Material provided.
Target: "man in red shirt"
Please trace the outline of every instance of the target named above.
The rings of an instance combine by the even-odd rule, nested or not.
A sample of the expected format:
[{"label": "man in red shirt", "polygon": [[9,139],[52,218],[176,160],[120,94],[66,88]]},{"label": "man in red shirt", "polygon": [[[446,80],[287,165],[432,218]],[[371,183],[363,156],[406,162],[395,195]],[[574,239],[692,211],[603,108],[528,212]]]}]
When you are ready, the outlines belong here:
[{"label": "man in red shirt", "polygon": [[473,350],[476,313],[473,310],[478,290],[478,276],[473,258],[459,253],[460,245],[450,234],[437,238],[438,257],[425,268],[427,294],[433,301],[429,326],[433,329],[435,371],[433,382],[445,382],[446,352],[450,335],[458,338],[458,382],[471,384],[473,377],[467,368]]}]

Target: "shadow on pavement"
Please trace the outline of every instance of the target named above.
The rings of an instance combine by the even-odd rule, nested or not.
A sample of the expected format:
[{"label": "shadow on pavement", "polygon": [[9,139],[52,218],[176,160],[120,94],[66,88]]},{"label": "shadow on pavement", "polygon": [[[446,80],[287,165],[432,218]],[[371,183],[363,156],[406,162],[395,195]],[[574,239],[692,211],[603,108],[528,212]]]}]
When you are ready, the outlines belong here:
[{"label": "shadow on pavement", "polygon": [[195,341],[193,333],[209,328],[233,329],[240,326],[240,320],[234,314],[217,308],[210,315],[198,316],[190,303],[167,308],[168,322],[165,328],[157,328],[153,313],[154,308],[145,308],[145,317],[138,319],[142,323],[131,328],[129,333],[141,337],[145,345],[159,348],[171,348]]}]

What to do.
Rewrite these lines with "mark" in place of "trace" throughout every record, leaving everything else the same.

Exercise response.
Target: "man in red shirt"
Please mark the outline of every instance of the target named above.
The rings of an instance combine by the even-odd rule, nested or not.
A sample of the expected format:
[{"label": "man in red shirt", "polygon": [[9,139],[52,218],[176,160],[120,94],[66,88]]},{"label": "man in red shirt", "polygon": [[[446,80],[287,165],[432,218]],[[371,183],[363,156],[406,162],[395,195]],[[574,239],[692,211],[603,108],[528,212]]]}]
When you are ready, the outlines belong here:
[{"label": "man in red shirt", "polygon": [[473,350],[476,313],[473,310],[478,290],[478,276],[473,258],[459,253],[460,245],[450,234],[437,238],[438,257],[425,268],[427,294],[433,301],[429,326],[433,329],[435,371],[433,382],[445,382],[446,352],[450,335],[458,338],[458,382],[471,384],[473,377],[467,368]]}]

Target: "shadow on pavement"
Please mark the outline of every instance of the target named above.
The rings of an instance combine by the even-odd rule, nested or not.
A sample of the expected format:
[{"label": "shadow on pavement", "polygon": [[9,139],[52,218],[176,160],[120,94],[66,88]]},{"label": "shadow on pavement", "polygon": [[[446,80],[287,165],[432,218]],[[371,183],[363,156],[406,162],[395,195]],[[574,239],[692,211],[603,108],[528,212]]]}]
When you are ready, the outlines belong here:
[{"label": "shadow on pavement", "polygon": [[195,341],[193,333],[209,328],[233,329],[240,326],[240,320],[234,314],[217,308],[210,315],[198,316],[190,303],[167,308],[168,322],[165,328],[157,328],[153,313],[154,308],[145,308],[145,317],[138,319],[142,323],[131,328],[129,333],[141,337],[145,345],[159,348],[171,348]]}]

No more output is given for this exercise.